— START OF PASSAGE GIVEN —

The BMIP was created to address exactly these gaps — building domestic underwriting capacity so that Indian-linked vessels and cargo remain insured even when global markets pull back, and supporting India’s larger maritime growth ambitions.
Key Features of BMIP
- Indian underwriting support: Risks are assessed, priced and carried within India by domestic insurers.
- Shared risk mechanism: Pooling spreads large exposures across multiple insurers, making big-ticket marine risk insurance viable.
- Coverage for large maritime risks: With USD 1.5 billion capacity and a sovereign guarantee behind it, the pool can absorb risks previously placed only in international markets.
- Continuity of cover: Designed to keep policies in force even during sanctions, conflicts or high-risk situations.
- Local expertise and faster servicing: Indian insurers, surveyors and claims teams understand local trade practices, ports and documentation, supporting quicker resolution.
Types of Risks Covered Under BMIP
The pool is designed to address all major categories of marine risk for Indian-flagged or Indian-controlled vessels, and vessels sailing to or from Indian ports:
- Hull and Machinery Insurance: Physical loss or damage to the vessel itself, including machinery breakdown exposures.
- War Risk Cover: Protection against war perils — a critical need for vessels transiting high-risk war zones.
- Protection & Indemnity (P&I) exposures: Third-party liabilities such as oil pollution, wreck removal, cargo damage liability, crew injury and repatriation, and collision liabilities.
- Marine Cargo Risks: Loss or damage to goods in transit by sea, including war-related cargo risks.
- Port, terminal and offshore exposures: As the pool matures, its capacity is expected to support broader maritime infrastructure and offshore energy-related risks.
Benefits for Businesses
For companies engaged in international trade, the BMI Pool brings practical advantages:
- Enhanced insurance capacity for large and complex marine risks within India.
- Reduced dependency on overseas insurers, lowering exposure to sudden cover withdrawals.
- Continuity of shipments through high-risk routes and sanction-sensitive regions.
- Better claim support through local insurers, surveyors and familiar processes.
- Competitive pricing opportunities over time, as domestic capacity reduces reliance on volatile international war-risk rates.
- Improved risk management, with Indian underwriters closer to the realities of Indian trade.
- Support for the Indian maritime ecosystem, keeping premiums and expertise within the country.
How BMIP Supports India’s Maritime Vision
India has set ambitious goals for its maritime sector — expanding ports, growing its fleet, boosting shipbuilding and increasing the share of Indian-flagged vessels in national trade. A strong domestic marine insurance backbone is essential to that vision.
By providing reliable shipping insurance in India, BMIP:
- Encourages fleet expansion under the Indian flag by assuring owners of dependable cover.

— END OF PASSAGE GIVEN —

- [TASKS TO PERFORM]
a: In the passage on the Indian marine insurance pool, how much capacity does the pool have?
b: Extend the passage on the Indian marine insurance pool, picking up after its final line.

— START OF INFORMATION SHOWN —

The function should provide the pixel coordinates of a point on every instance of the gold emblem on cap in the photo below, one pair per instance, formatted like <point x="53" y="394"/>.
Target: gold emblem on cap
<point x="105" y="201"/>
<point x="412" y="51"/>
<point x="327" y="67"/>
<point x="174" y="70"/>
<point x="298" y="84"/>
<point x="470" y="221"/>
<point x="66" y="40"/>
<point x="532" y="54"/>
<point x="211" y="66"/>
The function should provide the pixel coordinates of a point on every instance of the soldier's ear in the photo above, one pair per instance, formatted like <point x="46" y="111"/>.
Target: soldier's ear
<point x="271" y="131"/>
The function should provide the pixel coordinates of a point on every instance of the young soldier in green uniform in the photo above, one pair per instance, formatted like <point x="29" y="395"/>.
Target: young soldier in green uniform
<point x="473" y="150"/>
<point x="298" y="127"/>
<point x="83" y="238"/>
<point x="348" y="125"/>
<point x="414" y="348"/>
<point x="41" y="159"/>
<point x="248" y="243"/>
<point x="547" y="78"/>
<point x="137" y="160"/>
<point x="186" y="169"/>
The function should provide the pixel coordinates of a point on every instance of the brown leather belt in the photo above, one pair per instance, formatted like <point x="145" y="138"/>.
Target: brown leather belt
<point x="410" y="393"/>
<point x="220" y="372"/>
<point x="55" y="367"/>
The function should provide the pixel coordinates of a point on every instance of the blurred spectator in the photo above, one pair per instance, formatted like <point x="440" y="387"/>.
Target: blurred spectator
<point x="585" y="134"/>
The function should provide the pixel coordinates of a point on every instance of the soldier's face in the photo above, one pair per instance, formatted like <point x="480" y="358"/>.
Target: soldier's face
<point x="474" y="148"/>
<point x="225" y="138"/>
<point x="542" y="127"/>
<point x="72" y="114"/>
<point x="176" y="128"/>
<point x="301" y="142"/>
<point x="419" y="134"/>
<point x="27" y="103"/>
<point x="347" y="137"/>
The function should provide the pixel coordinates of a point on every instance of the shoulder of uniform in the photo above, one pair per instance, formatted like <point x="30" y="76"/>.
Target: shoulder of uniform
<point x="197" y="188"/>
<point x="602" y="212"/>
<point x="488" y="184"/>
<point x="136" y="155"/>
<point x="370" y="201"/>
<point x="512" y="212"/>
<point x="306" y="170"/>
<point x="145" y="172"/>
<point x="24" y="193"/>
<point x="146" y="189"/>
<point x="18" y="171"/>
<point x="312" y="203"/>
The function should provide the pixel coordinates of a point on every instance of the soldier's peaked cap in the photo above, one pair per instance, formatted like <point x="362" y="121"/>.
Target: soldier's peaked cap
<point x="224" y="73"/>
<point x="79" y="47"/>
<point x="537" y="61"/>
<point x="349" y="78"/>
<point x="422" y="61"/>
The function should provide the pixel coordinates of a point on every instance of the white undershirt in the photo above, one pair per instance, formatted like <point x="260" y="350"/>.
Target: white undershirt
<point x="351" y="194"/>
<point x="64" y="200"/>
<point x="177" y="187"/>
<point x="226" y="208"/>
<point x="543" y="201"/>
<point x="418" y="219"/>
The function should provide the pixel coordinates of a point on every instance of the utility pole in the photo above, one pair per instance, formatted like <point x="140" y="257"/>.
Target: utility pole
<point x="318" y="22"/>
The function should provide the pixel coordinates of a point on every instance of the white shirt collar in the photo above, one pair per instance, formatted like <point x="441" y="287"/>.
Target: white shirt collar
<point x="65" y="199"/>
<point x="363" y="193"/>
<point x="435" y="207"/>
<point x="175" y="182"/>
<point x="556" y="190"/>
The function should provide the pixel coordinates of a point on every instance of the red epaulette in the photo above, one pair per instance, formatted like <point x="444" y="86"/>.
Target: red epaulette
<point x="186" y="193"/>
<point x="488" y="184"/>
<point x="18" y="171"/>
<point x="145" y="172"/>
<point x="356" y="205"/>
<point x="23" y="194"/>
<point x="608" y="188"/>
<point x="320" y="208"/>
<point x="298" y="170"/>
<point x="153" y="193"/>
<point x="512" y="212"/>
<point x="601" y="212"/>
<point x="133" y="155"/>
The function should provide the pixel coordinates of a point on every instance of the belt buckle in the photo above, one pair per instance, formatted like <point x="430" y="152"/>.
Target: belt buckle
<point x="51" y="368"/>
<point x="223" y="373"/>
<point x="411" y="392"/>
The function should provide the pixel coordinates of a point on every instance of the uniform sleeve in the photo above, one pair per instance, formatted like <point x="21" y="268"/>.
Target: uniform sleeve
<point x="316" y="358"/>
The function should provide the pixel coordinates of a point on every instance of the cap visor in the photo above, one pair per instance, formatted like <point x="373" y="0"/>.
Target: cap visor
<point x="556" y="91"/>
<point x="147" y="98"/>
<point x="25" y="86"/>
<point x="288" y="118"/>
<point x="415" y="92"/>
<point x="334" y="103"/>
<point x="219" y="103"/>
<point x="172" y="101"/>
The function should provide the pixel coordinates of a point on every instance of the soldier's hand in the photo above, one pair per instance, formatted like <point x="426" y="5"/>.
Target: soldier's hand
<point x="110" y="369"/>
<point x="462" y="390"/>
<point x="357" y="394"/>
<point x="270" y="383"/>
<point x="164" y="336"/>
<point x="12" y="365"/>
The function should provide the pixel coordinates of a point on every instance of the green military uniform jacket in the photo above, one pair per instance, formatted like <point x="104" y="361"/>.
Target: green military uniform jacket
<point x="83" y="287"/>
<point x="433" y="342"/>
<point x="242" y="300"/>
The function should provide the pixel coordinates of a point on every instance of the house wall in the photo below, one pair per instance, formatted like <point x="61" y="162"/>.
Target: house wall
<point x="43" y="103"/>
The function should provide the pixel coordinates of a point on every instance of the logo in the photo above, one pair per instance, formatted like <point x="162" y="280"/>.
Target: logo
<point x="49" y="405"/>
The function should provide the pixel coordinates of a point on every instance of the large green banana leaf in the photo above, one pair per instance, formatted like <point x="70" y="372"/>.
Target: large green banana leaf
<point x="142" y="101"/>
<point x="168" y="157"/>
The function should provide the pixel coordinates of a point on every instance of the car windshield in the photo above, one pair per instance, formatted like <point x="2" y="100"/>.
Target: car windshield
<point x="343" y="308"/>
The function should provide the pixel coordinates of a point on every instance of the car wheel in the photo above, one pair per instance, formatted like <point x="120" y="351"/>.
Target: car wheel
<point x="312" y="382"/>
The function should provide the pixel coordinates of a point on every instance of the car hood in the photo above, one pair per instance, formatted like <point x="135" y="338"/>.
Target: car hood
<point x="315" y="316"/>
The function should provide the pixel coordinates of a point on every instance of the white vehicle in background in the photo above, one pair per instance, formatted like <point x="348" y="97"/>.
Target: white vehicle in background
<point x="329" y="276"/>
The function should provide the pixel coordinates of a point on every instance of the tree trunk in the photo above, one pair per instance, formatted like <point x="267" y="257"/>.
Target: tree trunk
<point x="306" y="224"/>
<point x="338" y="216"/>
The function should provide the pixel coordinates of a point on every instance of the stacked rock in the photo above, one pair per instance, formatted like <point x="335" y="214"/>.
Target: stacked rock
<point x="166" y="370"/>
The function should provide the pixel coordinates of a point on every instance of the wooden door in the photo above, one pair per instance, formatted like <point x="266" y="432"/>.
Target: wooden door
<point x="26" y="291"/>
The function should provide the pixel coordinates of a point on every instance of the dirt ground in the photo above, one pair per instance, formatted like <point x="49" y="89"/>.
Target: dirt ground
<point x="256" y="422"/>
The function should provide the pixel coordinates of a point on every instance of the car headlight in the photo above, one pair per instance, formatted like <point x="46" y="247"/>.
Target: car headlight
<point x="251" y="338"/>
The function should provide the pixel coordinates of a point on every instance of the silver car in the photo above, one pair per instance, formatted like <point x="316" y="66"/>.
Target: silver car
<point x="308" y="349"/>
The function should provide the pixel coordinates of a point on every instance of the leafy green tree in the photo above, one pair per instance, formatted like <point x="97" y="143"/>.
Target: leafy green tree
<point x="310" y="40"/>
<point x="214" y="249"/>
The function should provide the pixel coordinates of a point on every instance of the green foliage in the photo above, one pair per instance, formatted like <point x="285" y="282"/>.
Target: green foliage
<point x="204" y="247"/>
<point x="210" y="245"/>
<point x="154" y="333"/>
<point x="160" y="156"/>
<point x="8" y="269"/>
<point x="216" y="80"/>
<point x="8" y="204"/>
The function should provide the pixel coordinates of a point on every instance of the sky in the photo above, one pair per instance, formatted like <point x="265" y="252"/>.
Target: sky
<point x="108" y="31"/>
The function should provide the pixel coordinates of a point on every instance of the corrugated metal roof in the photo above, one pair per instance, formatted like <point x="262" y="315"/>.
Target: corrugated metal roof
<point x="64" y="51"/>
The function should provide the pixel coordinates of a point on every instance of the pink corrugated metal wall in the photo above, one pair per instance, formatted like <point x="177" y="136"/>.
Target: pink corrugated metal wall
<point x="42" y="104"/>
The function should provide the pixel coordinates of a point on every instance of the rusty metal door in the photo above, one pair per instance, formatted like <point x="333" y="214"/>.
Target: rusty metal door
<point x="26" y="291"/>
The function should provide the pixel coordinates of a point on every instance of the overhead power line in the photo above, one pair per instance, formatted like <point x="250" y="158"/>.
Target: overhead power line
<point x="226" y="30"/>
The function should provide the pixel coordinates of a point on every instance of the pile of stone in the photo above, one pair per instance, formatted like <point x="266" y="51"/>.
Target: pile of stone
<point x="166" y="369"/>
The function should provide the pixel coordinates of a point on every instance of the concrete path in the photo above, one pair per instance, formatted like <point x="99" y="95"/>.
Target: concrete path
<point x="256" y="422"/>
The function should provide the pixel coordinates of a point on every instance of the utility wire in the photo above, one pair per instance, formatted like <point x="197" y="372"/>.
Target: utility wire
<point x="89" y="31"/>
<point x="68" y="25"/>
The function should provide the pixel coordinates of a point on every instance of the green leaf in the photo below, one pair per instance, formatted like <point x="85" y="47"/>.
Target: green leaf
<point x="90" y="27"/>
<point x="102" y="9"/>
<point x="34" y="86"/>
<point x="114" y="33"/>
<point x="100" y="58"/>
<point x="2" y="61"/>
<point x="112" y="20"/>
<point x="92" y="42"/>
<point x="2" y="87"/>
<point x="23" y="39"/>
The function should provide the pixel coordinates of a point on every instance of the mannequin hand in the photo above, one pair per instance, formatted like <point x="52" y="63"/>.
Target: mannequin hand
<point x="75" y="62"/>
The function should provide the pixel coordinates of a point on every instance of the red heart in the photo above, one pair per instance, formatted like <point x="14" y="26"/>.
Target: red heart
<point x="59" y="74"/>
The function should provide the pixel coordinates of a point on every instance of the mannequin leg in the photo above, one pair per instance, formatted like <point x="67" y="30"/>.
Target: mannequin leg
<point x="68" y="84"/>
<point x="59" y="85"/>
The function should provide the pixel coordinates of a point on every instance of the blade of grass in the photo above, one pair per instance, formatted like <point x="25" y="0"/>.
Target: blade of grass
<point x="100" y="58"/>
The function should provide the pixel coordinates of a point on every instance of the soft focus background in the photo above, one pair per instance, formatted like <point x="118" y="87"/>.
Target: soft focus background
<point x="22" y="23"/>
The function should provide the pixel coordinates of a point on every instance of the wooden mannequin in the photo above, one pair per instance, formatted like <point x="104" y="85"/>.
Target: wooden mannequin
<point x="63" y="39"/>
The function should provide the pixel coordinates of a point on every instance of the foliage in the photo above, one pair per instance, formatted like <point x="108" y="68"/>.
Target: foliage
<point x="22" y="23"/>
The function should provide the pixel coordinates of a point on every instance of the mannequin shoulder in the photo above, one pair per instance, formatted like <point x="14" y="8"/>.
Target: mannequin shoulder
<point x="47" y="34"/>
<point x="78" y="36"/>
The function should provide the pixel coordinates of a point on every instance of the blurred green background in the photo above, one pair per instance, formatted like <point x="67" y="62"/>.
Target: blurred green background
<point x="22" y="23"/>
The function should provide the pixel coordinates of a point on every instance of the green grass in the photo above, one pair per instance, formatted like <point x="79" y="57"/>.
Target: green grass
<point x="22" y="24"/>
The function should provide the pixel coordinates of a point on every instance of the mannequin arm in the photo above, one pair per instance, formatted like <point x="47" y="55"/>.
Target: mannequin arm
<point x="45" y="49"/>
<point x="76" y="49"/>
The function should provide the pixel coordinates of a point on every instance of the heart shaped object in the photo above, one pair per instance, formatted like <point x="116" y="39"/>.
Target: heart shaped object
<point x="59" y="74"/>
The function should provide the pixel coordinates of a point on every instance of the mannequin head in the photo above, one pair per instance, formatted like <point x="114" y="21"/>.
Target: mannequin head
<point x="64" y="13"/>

— END OF INFORMATION SHOWN —

- [SOLVED TASKS]
a: USD 1.5 billion, with a sovereign guarantee behind it.

b:
- Protects export-import flows that underpin manufacturing and economic growth.
- Strengthens India’s strategic autonomy in trade, ensuring commerce continues even during global crises.
- Builds long-term domestic expertise in specialised marine risk insurance.
Claims Handling Under BMIP
While each policy’s terms govern the specifics, marine claims under pool-issued policies broadly follow a familiar process:
- Claim notification: Inform your insurer immediately after a loss or incident — timely reporting is critical.
- Survey and assessment: A marine surveyor inspects the damage and assesses cause and quantum.
- Documentation: Submit key documents such as the policy, bill of lading, invoices, packing lists, survey reports and correspondence.
- Assessment and settlement: The insurer evaluates the claim against policy terms and settles admissible amounts, with the pool’s shared capacity standing behind the payout.
Tip: Delays in notification or incomplete documentation are among the most common reasons marine claims get complicated. Build a clear internal claims protocol before you need it.
Important Risk Management Tips for Maritime Businesses
Insurance works best alongside good risk practices:
- Pack cargo properly for sea transit, with adequate securing and weatherproofing.
- Maintain vessels diligently and keep class and statutory certifications current.
- Ensure documentation accuracy — descriptions, values and Incoterms should match across documents.
- Comply with safety regulations and route advisories, especially in high-risk zones.
- Plan for emergencies with clear response and communication procedures.
- Review your insurance programme regularly to ensure sums insured, voyages and risk zones reflect your current trade pattern.
Challenges and Future Outlook
Like any new mechanism, BMIP will evolve:
- Market adoption: Shipowners and traders will take time to shift placements from established international markets.
- Capacity building: The pool’s initial underwriting capacity will need to grow alongside India’s expanding trade.
- Large claims experience: Handling very large or catastrophic claims will test and strengthen the framework.
- Technology integration: Digital underwriting, claims platforms and data analytics can accelerate the pool’s efficiency.
The outlook, however, is firmly positive. With sovereign backing, strong governance and policies already issued, the maritime insurance pool gives India a credible, growing domestic alternative for marine risk protection.
Conclusion
The Bharat Maritime Insurance Pool is more than a new insurance product — it is a strategic shift in how India protects its sea trade. By pooling domestic capacity, backing it with a sovereign guarantee and covering hull, cargo, P&I and war risks, BMIP ensures that Indian ships and cargo stay insured when it matters most.
If your business depends on ocean freight, now is the right time to review your marine insurance India programme. Speak with a qualified insurance advisor to understand how BMIP-backed covers can fit your risk profile, trade routes and exposures.
Frequently Asked Questions (FAQs)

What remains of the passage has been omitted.